Task objective
For every line in the entries that contains "below", show the whole line.

Supplied information
=== Begin Enclosure ===
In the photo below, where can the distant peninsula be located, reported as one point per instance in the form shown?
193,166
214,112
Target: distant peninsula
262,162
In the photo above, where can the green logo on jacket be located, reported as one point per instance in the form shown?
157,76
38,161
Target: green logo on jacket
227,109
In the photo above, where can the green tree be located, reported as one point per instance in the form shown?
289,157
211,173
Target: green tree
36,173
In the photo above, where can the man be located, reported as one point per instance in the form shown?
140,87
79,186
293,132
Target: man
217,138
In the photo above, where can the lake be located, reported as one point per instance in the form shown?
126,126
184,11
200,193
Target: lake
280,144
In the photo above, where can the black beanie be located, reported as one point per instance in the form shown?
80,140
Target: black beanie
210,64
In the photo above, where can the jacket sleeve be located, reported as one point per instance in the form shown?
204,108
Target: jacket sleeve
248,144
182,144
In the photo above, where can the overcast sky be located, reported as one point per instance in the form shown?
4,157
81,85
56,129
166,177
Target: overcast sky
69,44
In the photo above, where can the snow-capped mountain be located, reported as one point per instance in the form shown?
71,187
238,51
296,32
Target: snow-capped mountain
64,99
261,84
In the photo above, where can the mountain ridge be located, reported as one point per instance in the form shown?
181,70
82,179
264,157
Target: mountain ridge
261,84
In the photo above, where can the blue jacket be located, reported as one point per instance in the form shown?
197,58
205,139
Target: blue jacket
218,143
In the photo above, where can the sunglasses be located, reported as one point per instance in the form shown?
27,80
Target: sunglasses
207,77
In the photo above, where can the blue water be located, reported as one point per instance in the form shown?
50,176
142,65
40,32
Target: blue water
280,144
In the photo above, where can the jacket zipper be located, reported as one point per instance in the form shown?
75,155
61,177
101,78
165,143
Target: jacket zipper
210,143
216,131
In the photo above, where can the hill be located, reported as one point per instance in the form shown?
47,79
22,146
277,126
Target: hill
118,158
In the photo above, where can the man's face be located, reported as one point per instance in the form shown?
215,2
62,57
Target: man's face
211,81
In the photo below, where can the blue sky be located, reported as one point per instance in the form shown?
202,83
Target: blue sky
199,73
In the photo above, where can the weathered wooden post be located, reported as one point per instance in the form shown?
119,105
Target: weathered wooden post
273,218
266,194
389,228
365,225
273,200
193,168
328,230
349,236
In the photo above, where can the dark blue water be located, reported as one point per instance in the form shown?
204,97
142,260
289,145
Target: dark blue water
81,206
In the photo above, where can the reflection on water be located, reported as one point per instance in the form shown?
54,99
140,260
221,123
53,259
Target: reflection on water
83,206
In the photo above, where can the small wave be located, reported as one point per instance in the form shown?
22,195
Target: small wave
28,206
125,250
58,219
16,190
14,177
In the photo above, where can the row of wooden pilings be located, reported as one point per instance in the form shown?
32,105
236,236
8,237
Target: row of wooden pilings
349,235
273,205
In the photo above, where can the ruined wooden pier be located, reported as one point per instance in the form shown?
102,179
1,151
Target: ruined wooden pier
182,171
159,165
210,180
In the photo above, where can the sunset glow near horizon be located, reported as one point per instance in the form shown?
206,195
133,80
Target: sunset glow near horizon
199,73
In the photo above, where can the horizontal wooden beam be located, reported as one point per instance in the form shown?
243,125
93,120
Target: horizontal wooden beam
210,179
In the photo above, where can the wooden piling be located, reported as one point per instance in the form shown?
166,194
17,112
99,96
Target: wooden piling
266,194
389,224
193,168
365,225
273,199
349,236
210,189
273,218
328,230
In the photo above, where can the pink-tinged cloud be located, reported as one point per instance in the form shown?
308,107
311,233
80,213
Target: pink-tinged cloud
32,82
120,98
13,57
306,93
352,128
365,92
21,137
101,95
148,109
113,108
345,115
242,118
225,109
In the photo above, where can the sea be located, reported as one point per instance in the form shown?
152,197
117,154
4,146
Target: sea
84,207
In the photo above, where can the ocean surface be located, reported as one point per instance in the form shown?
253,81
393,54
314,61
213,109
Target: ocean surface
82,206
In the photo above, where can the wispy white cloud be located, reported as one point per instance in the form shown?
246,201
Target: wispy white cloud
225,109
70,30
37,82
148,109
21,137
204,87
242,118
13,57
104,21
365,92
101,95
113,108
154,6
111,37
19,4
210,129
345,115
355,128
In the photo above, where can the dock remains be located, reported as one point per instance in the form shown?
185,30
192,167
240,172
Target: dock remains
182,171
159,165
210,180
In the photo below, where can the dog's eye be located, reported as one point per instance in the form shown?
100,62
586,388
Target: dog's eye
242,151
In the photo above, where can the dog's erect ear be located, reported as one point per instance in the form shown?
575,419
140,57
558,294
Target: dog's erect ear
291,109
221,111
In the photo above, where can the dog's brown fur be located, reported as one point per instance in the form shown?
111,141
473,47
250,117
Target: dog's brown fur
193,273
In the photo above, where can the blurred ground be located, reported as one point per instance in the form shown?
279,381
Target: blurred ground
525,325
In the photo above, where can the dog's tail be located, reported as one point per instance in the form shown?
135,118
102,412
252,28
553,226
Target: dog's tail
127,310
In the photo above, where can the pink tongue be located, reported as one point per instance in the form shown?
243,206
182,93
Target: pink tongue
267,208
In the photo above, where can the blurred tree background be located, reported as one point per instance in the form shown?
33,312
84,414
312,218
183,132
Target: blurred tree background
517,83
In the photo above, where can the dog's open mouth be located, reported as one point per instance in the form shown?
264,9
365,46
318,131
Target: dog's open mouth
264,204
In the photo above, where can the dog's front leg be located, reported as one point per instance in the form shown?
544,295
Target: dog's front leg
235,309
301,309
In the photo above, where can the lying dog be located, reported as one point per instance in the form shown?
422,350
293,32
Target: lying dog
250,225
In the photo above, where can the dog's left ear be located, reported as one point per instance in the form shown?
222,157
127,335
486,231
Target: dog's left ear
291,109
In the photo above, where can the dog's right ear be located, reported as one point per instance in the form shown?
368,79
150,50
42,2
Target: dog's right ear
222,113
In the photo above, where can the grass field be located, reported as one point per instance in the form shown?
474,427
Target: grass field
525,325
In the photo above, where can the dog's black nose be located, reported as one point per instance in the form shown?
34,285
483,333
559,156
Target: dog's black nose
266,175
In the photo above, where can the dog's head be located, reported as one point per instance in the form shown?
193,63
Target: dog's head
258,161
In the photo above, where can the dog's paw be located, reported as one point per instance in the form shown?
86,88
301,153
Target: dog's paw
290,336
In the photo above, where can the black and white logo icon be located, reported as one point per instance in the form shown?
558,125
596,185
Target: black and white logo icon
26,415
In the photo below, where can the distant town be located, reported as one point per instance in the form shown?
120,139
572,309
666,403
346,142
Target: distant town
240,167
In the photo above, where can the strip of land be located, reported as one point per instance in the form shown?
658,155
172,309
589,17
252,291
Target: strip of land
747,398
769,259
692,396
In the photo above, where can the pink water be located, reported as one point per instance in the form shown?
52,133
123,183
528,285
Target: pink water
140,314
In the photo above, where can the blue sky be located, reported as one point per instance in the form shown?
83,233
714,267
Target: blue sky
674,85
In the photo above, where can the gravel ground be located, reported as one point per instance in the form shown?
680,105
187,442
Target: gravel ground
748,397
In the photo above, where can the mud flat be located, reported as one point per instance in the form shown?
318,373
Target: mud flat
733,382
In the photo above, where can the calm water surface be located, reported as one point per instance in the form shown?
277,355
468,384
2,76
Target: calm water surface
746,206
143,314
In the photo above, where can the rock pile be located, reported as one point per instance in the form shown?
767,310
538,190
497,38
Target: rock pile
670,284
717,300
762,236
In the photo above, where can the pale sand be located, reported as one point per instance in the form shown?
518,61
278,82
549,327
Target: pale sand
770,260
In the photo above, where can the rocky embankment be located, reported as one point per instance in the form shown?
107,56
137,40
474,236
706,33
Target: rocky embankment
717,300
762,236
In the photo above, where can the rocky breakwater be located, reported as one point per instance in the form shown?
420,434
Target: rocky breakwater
=== End Enclosure ===
Output
In the photo below, where can the distant peninsula be located, reported as one point per instance in the form shown?
In the photo below, where can the blue sky be located, reported as one point per instance in the form shown?
In the photo below, where can the dog's eye be located, reported as one point per instance in the form shown?
In the photo below, where can the distant town be located, reported as one point per instance in the form shown?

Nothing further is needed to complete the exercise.